Object location annotation data:
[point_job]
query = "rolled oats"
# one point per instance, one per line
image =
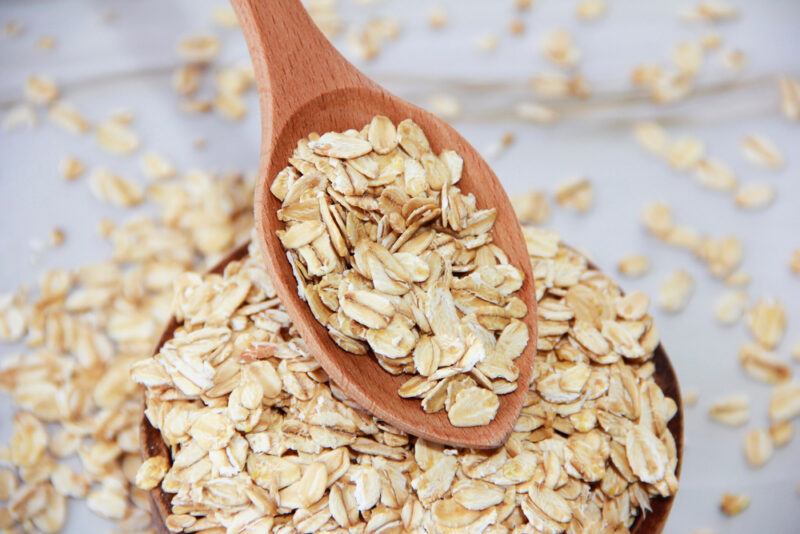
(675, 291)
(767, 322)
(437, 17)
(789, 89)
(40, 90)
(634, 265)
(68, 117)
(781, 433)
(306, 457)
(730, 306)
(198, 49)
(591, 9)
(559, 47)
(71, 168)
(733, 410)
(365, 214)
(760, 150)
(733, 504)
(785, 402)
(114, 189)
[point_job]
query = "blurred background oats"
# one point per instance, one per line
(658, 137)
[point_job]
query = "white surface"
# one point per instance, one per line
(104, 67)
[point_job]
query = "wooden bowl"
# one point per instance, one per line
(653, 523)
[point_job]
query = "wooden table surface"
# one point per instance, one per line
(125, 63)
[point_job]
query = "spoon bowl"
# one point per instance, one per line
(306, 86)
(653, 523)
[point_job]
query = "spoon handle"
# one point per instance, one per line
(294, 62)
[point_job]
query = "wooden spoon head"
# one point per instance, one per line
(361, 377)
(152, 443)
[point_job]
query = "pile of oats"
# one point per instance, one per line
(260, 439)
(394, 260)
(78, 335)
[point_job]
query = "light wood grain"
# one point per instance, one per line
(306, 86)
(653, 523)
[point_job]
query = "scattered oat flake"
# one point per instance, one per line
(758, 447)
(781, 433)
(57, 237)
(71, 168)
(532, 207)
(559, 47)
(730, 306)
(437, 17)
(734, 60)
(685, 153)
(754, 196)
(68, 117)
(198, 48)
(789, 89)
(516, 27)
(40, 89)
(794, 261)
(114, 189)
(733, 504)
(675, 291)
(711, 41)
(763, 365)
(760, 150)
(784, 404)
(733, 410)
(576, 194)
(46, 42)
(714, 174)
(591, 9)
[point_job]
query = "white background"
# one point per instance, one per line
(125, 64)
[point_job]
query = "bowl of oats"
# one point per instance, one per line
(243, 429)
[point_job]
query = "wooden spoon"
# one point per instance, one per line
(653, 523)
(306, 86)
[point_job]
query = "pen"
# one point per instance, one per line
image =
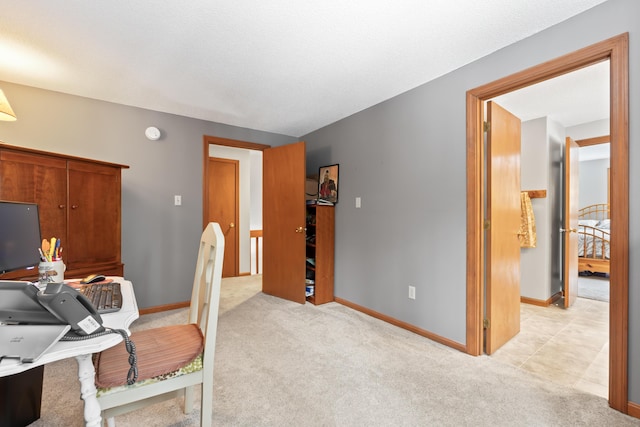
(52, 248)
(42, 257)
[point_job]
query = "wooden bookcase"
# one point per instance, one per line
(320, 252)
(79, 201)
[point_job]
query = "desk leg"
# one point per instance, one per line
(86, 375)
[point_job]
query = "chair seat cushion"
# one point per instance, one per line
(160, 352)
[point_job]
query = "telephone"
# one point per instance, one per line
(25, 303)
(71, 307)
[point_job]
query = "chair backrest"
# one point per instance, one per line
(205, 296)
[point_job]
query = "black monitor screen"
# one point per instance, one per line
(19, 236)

▶ [Given exercise]: What is needed is an exact reproduction of the data, pictures excluded.

▶ [Result]:
[point_job]
query = "rolled oats"
# one point per instance, one per line
image =
(675, 291)
(767, 322)
(437, 17)
(789, 89)
(40, 90)
(634, 265)
(68, 117)
(781, 433)
(306, 457)
(730, 306)
(198, 49)
(591, 9)
(559, 47)
(71, 168)
(733, 410)
(365, 214)
(760, 150)
(733, 504)
(785, 402)
(114, 189)
[point_job]
query = "blurred background oats"
# one point per instance, one per line
(658, 137)
[point_job]
query = "white surface"
# one point per instance, one per line
(104, 67)
[point_job]
query = "wooden bowl"
# one point per instance, one per line
(653, 523)
[point_job]
query = "wooden table surface"
# one point per instance, one per line
(125, 63)
[point_job]
query = "spoon bowl"
# one point per instance, one per line
(306, 86)
(653, 523)
[point_job]
query = "spoon handle"
# one point per instance, one per line
(294, 62)
[point_job]
query = "wooden spoon head"
# one point per instance, one per line
(361, 377)
(152, 443)
[point_job]
query = "pile of oats"
# one point per instance, one per line
(260, 439)
(394, 260)
(78, 335)
[point_job]
query = "light wood grain"
# one point per instance, one per line
(306, 86)
(653, 523)
[point_job]
query = "scattered oat flake"
# one point per instance, one per line
(758, 447)
(781, 433)
(57, 237)
(71, 168)
(532, 207)
(559, 47)
(730, 306)
(437, 17)
(734, 60)
(685, 153)
(754, 196)
(68, 117)
(198, 48)
(789, 89)
(516, 27)
(40, 89)
(794, 261)
(114, 189)
(733, 504)
(675, 291)
(711, 41)
(763, 365)
(760, 150)
(784, 404)
(733, 410)
(576, 194)
(46, 42)
(714, 174)
(591, 9)
[point_job]
query = "white background"
# one point per instance, one per line
(125, 64)
[point_job]
query = "bowl of oats"
# one point per instance, one per line
(243, 429)
[point_job]
query = "wooden spoon"
# one point per instance, one per line
(653, 523)
(306, 86)
[point_job]
query = "pen"
# one point per instance, one per line
image =
(52, 248)
(42, 257)
[point_job]
query = "wooden bookcase"
# one point per instance, one per line
(320, 252)
(79, 201)
[point_job]
query = "desk leg"
# one point per instance, one per line
(86, 375)
[point_job]
query = "chair seat cushion"
# one point per instance, one per line
(160, 352)
[point_job]
query = "telephone"
# one point per instance, one per line
(25, 303)
(71, 307)
[point_job]
query = "chair backrest"
# one point per instance, one per line
(205, 296)
[point_job]
query = "black monitor screen"
# one point per instance, one per line
(19, 236)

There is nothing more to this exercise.